YOUR INSTRUCTIONS. Please translate this sentence from the Nextflow modules lesson below into Spanish: "A module file is nothing more than a Nextflow script containing one or more process definitions that can be imported from another Nextflow script."

This lesson is still being designed and assembled (Pre-Alpha version)

Modules

Overview

Teaching: 30 min
Exercises: 15 min
Questions
  • How can I reuse a Nextflow process in different workflows?

  • How do I use parameters in a module?

Objectives
  • Create Nextflow modules.

  • Add modules to a Nextflow script.

  • Understand how to use parameters in a module.

Modules

In most programming languages there is the concept of creating code blocks/modules that can be reused.

Nextflow (DSL2) allows the definition of module scripts that can be included and shared across workflow pipelines.

A module file is nothing more than a Nextflow script containing one or more process definitions that can be imported from another Nextflow script.

A module can contain the definition of a function, process and workflow definitions.

For example:

process INDEX {
  input:
  path transcriptome
  
  output:
  path 'index'
  
  script:
  """
  salmon index --threads $task.cpus -t $transcriptome -i index
  """
}

The Nextflow process INDEX above could be saved in a file modules/rnaseq-tasks.nf as a Module script.

DATA ROWS.
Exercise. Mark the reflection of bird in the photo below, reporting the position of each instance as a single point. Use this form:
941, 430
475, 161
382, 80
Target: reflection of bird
---
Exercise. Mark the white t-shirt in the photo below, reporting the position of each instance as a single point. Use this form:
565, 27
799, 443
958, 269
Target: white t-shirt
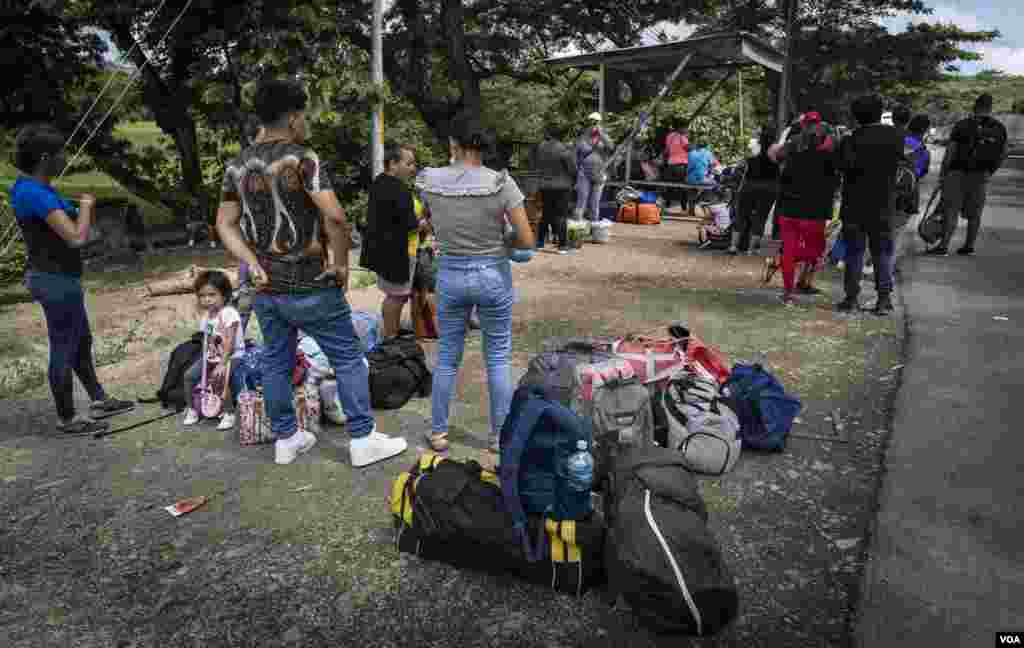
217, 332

OUTPUT. Un archivo de módulo no es más que un script de Nextflow que contiene una o más definiciones de procesos que se pueden importar desde otro script de Nextflow.